◆ **Task objective**
Once you find the line containing "Locate the brown", please retype it and every line after it to the end of the entries, exactly and with nothing added.

◆ ◆ ◆

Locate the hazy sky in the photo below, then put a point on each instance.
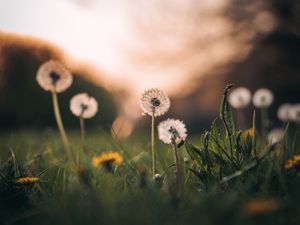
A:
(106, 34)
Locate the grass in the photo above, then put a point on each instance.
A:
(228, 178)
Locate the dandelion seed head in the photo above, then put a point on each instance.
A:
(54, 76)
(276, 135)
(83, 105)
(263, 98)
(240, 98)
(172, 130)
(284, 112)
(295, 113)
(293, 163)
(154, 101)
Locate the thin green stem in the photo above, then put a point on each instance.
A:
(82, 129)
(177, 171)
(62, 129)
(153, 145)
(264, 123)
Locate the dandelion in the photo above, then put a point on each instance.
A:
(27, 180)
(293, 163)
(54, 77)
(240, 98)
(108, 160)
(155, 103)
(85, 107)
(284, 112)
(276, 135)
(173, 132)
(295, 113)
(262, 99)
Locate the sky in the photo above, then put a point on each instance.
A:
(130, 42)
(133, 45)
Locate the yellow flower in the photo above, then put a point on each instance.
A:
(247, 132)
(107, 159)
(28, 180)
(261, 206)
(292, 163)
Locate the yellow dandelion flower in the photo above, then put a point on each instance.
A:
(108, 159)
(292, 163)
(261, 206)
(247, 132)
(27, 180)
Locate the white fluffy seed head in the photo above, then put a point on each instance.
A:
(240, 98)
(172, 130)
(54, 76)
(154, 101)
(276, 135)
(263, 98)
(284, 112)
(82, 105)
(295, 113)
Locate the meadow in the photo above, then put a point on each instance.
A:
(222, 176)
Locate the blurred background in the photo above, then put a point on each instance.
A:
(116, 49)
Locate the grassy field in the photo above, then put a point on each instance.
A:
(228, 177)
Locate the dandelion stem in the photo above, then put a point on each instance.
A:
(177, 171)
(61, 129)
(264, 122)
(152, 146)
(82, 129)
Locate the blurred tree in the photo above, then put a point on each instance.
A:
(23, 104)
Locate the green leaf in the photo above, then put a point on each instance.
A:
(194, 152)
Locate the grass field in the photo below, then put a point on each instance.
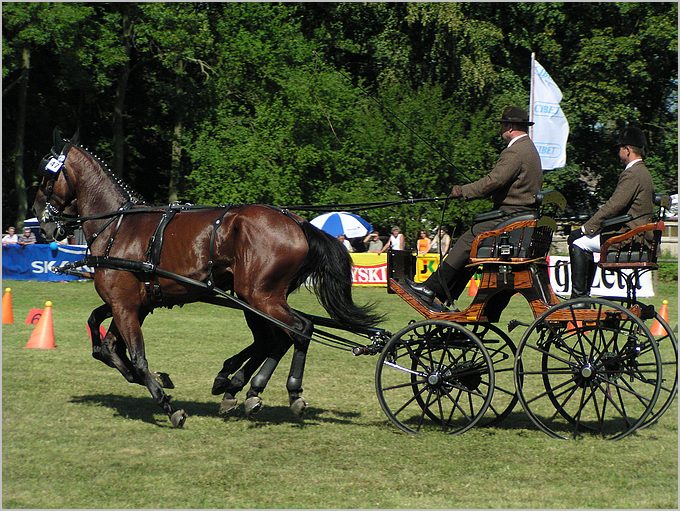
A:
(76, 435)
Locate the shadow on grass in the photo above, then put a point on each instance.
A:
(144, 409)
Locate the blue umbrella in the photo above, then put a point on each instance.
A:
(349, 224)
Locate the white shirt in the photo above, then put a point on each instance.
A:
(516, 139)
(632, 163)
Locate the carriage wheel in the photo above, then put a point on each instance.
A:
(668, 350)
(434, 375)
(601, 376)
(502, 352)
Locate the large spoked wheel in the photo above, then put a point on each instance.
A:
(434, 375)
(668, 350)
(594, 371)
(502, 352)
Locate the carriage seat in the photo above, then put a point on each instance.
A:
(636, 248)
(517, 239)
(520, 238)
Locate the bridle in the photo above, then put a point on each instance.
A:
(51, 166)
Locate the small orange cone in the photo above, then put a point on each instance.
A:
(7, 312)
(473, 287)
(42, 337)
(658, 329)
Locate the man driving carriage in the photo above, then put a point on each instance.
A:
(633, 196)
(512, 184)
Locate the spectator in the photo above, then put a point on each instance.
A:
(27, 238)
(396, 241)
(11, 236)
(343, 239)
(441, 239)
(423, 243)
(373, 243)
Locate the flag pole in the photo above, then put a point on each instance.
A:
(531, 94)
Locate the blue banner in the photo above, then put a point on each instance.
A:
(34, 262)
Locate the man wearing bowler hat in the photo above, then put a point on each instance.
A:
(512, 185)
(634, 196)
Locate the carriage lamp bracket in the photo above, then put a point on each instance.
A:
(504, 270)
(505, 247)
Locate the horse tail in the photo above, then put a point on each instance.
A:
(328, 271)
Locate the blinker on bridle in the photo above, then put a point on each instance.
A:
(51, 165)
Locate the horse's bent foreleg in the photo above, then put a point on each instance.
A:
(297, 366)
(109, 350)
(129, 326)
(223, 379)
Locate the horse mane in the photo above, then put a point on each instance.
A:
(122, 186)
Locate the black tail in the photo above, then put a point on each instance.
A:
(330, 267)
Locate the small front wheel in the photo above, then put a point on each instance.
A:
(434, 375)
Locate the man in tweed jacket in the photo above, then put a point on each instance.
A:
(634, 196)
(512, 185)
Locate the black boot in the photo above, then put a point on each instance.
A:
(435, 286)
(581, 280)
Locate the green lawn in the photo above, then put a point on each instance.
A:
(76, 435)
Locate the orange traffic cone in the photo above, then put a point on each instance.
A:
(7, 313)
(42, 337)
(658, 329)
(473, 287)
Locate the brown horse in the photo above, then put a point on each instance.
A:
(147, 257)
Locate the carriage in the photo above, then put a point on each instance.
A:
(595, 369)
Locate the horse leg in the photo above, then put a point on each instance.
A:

◆ ◆ ◆

◆ **Answer section**
Locate the brown horse in the photo above, then put a point on each instance.
A:
(147, 257)
Locate the carriage in the photo above, then put a point on each instance.
A:
(595, 369)
Locate the horse leg in the photo above, then put a point on each instance.
A:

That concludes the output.